## Task instructions
Copy out the lines of the data from its first line up to and including the line containing "box: [228, 225, 243, 263]".

[Collected data]
▬▬▬

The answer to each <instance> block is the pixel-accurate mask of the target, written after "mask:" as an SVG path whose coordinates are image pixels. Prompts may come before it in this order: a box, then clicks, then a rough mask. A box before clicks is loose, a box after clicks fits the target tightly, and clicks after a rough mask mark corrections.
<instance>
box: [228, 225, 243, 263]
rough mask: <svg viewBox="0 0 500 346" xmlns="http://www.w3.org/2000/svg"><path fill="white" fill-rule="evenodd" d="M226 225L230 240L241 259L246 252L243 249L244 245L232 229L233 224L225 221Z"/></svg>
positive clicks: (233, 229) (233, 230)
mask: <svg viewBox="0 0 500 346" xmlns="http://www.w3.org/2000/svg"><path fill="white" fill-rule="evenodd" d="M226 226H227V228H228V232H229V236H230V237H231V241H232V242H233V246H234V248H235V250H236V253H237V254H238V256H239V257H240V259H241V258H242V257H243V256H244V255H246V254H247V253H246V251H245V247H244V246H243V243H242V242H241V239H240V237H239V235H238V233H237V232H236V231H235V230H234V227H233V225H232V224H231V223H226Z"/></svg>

▬▬▬

## Result of the exercise
The answer to each <instance> block is the pixel-accurate mask of the target, written after "mask:" as an SVG path whose coordinates are image pixels. Prompts may come before it in this order: a box, then clicks, then a rough mask. A box before clicks is loose, a box after clicks fits the target tightly, and clicks after a rough mask mark corrections.
<instance>
box: [228, 225, 243, 263]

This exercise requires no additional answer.